BESCHRIJVING VAN TAAK —
Herschrijf alle onderstaande items en vervang daarbij elke keer "tree trunk" door "tree stem". Laat verder alles ongewijzigd.

DE GEGEVENS —
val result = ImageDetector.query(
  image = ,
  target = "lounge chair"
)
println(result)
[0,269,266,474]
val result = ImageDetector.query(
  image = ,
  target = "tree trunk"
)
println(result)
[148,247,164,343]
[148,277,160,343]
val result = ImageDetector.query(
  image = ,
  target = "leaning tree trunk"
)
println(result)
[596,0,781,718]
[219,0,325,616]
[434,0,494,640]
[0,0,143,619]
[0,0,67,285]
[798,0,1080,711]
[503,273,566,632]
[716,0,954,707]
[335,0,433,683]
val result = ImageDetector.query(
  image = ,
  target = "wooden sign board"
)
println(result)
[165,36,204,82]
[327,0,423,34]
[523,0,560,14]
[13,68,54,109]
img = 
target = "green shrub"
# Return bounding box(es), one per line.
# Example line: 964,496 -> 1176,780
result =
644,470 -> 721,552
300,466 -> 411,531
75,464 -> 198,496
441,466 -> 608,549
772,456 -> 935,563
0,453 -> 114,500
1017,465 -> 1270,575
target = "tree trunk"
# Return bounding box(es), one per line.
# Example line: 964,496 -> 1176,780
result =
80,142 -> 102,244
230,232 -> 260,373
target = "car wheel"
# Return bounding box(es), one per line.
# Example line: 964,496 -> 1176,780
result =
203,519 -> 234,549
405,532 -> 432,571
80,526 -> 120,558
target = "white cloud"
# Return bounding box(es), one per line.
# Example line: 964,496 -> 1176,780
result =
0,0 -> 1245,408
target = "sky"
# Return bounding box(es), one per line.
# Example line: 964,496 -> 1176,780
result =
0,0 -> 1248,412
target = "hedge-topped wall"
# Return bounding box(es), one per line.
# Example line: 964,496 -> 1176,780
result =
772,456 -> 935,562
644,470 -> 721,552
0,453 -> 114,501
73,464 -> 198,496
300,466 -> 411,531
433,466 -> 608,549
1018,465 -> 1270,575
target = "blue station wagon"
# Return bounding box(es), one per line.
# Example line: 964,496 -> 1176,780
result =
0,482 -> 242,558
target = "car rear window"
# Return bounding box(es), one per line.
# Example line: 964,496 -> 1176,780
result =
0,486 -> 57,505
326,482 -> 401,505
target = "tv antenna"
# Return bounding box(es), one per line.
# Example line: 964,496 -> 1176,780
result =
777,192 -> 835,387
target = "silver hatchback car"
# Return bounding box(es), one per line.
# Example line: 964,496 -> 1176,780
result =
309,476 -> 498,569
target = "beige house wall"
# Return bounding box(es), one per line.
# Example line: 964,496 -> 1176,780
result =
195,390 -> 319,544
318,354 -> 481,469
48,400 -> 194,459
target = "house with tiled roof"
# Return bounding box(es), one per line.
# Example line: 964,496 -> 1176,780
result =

JUISTE RESULTAAT —
val result = ImageDetector.query(
  image = ,
  target = "lounge chair"
)
println(result)
[0,269,266,474]
val result = ImageDetector.query(
  image = ,
  target = "tree stem"
)
println(result)
[148,247,164,343]
[148,277,160,343]
val result = ImageDetector.query(
  image = ,
  target = "leaning tree stem"
)
println(result)
[596,0,781,718]
[219,0,325,616]
[434,0,494,640]
[0,0,143,619]
[0,0,67,285]
[798,0,1080,711]
[503,273,566,632]
[716,0,954,707]
[335,0,433,683]
val result = ImageDetector.query(
  image = ,
  target = "wooden sign board"
)
println(result)
[165,36,204,82]
[327,0,423,34]
[523,0,560,14]
[13,68,54,109]
img = 
target = "green shrub"
# Return bounding box(es), one per line.
# Example line: 964,496 -> 1176,780
result =
644,470 -> 721,552
300,466 -> 411,531
75,464 -> 198,496
441,466 -> 608,549
772,456 -> 935,563
0,453 -> 114,500
1017,465 -> 1270,575
target = "tree stem"
# Return bounding box(es), one per line.
# Example line: 964,496 -> 1176,780
result =
80,142 -> 102,244
230,232 -> 260,373
target = "car wheel"
# Return bounding box(es), one per line.
# Example line: 964,496 -> 1176,780
result =
203,519 -> 234,549
405,532 -> 432,571
80,526 -> 120,558
target = "white cloud"
# Return bounding box(es), one per line.
# Example line: 964,496 -> 1176,780
result =
0,0 -> 1245,408
target = "sky"
# Return bounding box(es), one per line.
# Example line: 964,496 -> 1176,780
result =
0,0 -> 1248,412
target = "hedge-topped wall"
# Return bounding box(es), one per line.
# Example line: 964,496 -> 1176,780
result =
772,456 -> 935,562
644,470 -> 721,552
0,453 -> 114,501
73,464 -> 198,496
300,466 -> 411,531
433,466 -> 608,549
1018,465 -> 1270,575
target = "blue station wagon"
# Return bounding box(es), one per line.
# Example line: 964,496 -> 1176,780
result =
0,482 -> 242,558
target = "car rear window"
# Return bounding box(es), one per line.
# Example line: 964,496 -> 1176,780
result =
0,486 -> 57,505
326,482 -> 401,505
target = "tv antenna"
# Return bounding box(es), one per line.
# Example line: 964,496 -> 1176,780
result =
777,192 -> 835,387
target = "silver hatchback car"
# Return bounding box(es), one per line.
# Example line: 964,496 -> 1176,780
result =
309,476 -> 498,569
target = "beige house wall"
# Return bounding box(es), one per line.
# Example line: 964,496 -> 1176,780
result =
195,390 -> 319,544
318,354 -> 481,469
48,400 -> 194,459
target = "house with tiled roof"
# Return bounding box(es), one per line.
# Example line: 964,496 -> 1176,780
result =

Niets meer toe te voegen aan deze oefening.